=== Set task ===
Copy each of the following lines word for word, leaving every one unchanged.

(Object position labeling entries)
• • • •

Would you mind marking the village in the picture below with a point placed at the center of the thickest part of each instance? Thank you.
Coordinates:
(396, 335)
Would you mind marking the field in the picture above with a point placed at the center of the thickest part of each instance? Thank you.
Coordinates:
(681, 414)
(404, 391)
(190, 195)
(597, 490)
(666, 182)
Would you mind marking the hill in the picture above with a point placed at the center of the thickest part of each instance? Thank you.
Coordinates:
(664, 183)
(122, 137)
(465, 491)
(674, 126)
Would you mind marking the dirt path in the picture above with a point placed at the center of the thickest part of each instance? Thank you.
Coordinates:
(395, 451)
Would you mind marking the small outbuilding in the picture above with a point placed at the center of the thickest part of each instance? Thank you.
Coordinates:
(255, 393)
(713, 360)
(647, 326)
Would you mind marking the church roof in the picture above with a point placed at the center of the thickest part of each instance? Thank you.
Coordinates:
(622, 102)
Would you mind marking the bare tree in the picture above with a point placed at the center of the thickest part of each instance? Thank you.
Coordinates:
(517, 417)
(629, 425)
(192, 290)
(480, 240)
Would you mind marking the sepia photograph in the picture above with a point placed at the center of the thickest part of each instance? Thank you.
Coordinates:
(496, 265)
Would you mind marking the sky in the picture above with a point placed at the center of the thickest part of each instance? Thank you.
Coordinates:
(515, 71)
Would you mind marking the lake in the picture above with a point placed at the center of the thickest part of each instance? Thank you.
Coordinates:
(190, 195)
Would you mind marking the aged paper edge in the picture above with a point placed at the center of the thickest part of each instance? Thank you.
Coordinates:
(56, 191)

• • • •

=== Worked answer ===
Would you mind marking the village in the picture below with a point placed at the center of the thickest part of each instance? Thank you.
Coordinates:
(396, 335)
Would you mind marking the field in the picture above with a point placed at the center of the thickest part of each instance? Thank you.
Coordinates:
(681, 414)
(404, 391)
(190, 195)
(597, 490)
(666, 182)
Would you mind marking the hill in the picture above with a point placed at the center of the thickest part of each instance? Thank you.
Coordinates:
(664, 183)
(122, 137)
(465, 491)
(674, 126)
Would you mind marking the dirt path in the picture above with a point placed at the center of the thickest part of each instance? Thank you.
Coordinates:
(395, 451)
Would you mind marking the small outbuilding in the picture above with a point placed at the center of the thickest part of each instance? Thank you.
Coordinates:
(255, 393)
(713, 360)
(647, 326)
Would you mind marking the church roof in the picture above with a point placed at the center of the thickest part of each instance? Thank you.
Coordinates:
(622, 102)
Would you mind marking the bare tree in the picture above with a point placed at the center of the thickest part of each instance? Thank you.
Coordinates:
(517, 417)
(629, 425)
(192, 290)
(480, 240)
Would you mind marking the sepia photograph in the picture above with a point placed at the center of the thickest part of each instance? Thank you.
Coordinates:
(496, 265)
Would you mind marking the sky in the picture above with a point placed at the center of the thickest part of each instance? Thank you.
Coordinates:
(515, 71)
Would you mind marking the lake in the picture above with a point placed at the center of the thickest part of each instance? Thank you.
Coordinates:
(190, 195)
Would you mind marking the aged paper edge in the picture above with a point placed at the center of the thickest part of each instance? Thank you.
Coordinates:
(56, 191)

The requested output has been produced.